***** INFORMATION PROVIDED

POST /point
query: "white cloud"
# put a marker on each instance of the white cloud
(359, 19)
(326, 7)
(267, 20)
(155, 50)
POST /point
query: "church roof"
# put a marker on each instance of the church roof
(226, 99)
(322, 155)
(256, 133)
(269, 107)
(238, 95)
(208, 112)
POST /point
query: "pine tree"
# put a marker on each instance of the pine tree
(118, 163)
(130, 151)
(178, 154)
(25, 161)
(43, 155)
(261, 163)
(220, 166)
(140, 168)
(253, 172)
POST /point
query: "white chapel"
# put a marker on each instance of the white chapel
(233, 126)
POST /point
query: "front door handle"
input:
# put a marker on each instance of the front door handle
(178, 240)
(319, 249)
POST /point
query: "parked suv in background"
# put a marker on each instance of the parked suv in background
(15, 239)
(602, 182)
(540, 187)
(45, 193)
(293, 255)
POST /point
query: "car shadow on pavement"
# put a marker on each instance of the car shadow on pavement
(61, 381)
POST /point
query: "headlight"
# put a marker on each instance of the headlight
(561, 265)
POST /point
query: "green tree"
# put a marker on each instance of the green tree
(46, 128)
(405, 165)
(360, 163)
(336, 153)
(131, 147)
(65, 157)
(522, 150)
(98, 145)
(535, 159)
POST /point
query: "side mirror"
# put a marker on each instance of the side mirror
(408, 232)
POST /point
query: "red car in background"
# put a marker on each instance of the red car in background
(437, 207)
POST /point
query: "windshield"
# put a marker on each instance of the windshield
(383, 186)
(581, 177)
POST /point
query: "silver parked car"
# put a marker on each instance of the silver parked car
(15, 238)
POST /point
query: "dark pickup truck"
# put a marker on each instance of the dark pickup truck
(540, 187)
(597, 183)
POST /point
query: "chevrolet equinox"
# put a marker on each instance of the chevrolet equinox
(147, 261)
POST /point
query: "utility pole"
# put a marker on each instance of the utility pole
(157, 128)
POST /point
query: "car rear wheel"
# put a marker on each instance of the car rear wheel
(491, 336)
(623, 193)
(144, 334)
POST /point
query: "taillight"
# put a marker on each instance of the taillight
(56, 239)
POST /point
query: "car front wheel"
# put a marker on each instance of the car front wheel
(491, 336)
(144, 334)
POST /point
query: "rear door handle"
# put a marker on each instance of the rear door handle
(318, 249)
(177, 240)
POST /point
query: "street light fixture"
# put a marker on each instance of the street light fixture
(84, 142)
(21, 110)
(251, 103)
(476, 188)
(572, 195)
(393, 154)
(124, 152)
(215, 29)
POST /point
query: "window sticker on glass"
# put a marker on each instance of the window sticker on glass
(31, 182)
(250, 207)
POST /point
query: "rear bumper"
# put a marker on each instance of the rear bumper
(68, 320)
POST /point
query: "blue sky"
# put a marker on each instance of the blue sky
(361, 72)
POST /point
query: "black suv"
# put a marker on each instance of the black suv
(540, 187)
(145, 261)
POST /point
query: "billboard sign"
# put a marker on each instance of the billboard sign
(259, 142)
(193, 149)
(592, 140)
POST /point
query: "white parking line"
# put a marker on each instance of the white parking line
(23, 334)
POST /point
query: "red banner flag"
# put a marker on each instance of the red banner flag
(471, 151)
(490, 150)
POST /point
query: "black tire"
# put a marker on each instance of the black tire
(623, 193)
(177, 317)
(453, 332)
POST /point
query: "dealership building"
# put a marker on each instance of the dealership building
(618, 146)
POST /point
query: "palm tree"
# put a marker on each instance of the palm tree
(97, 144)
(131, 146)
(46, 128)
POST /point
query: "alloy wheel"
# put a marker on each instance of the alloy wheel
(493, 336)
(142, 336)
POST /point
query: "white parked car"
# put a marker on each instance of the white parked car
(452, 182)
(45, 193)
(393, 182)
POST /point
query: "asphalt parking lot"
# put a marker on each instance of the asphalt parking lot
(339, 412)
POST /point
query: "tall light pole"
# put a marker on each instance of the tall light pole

**********

* [GIVEN PROBLEM]
Transcribe all of the material exactly. Omit nothing.

* [OUTPUT]
POST /point
query: "white cloud"
# put a marker on each instance of the white cloud
(359, 19)
(326, 7)
(267, 20)
(155, 50)
POST /point
query: "church roof"
# put a marker on each instance of the church roof
(226, 99)
(322, 155)
(256, 133)
(269, 107)
(238, 95)
(208, 112)
POST /point
query: "pine tree"
# put a marker on each instance of the pine tree
(118, 163)
(130, 151)
(178, 154)
(25, 161)
(43, 155)
(261, 163)
(220, 166)
(140, 168)
(253, 172)
POST /point
query: "white chapel"
# put a marker on each instance of the white chapel
(233, 126)
POST /point
query: "front door handle"
input:
# put a marker on each instance of the front door handle
(178, 240)
(319, 249)
POST /point
query: "parked suv in background"
# put a marker on each instance of the parked suv in background
(15, 239)
(602, 182)
(540, 187)
(45, 193)
(293, 255)
POST /point
query: "car shadow on pavement"
# put a marker on each instance of the car shadow on pavement
(61, 381)
POST /point
query: "headlight"
# put a marker on each instance of the headlight
(561, 265)
POST /point
query: "green tree"
# put a marker on each instance of the green tree
(46, 128)
(405, 165)
(360, 163)
(336, 153)
(131, 147)
(65, 157)
(522, 150)
(98, 145)
(535, 159)
POST /point
query: "side mirror"
# put a marker on each instance of the side mirror
(408, 232)
POST /point
query: "red car in background"
# put a marker on each instance of the red car in background
(437, 207)
POST /point
query: "windshield"
# put a marker on each instance of the windshield
(383, 186)
(581, 177)
POST /point
query: "silver parked car"
# put a marker on each instance of the silver parked car
(15, 238)
POST /point
query: "dark pickup truck"
# put a marker on each instance of the dark pickup truck
(540, 187)
(597, 183)
POST /point
query: "chevrolet equinox"
# put a marker on each instance of the chevrolet equinox
(147, 261)
POST /point
query: "utility pole"
# put a marker on each instance of the utility pole
(157, 128)
POST /point
query: "car rear wheel"
# put a marker on each instance of the car rear wheel
(491, 336)
(623, 193)
(144, 334)
POST /point
query: "taillight"
# put a marker on each instance of the taillight
(56, 239)
POST /point
query: "car front wheel"
# put a marker on each instance of the car front wheel
(491, 336)
(144, 334)
POST /point
query: "rear door handle"
# put a marker on each instance of the rear door handle
(318, 249)
(177, 240)
POST /point
query: "street light fixture"
# put a marker on each instance of the street light fixture
(84, 142)
(21, 110)
(251, 103)
(476, 188)
(572, 195)
(393, 154)
(124, 152)
(215, 29)
POST /point
query: "window sticker on glass"
# put a marker on each instance of the window sticker on glass
(31, 182)
(250, 207)
POST /point
query: "rear bumper"
# put a marker on each instance of the rear bumper
(68, 320)
POST /point
query: "blue sky"
# put a marker on each instance of the blue sky
(361, 72)
POST /point
query: "black suv"
# put a marker on each instance of the black suv
(540, 187)
(145, 261)
POST /point
query: "billboard sign"
# put a marker on each instance of the billboard sign
(259, 142)
(193, 149)
(592, 140)
POST /point
query: "white parking line"
# put a marker on each instance of the white parking line
(23, 334)
POST /point
query: "red banner flag"
# put a marker on each instance of the red banner flag
(471, 151)
(490, 150)
POST /point
query: "black tire"
# put a marker on each instance of the black tire
(623, 193)
(177, 317)
(453, 332)
POST /point
query: "dealership building"
# put a marker on each instance of the dealership building
(618, 146)
POST /point
query: "palm tree"
# put a marker on each instance of the palm tree
(97, 144)
(131, 146)
(46, 128)
POST /point
query: "alloy wheel"
# put a marker on each instance of the alloy wheel
(493, 336)
(142, 336)
POST /point
query: "white parked car"
# put a marker on each instance of the white parked car
(452, 182)
(45, 193)
(393, 182)
POST /point
query: "asphalt parking lot"
# put a marker on each instance of the asphalt parking lot
(339, 412)
POST /point
query: "tall light pole"
# put a marker on each instance of the tall light pole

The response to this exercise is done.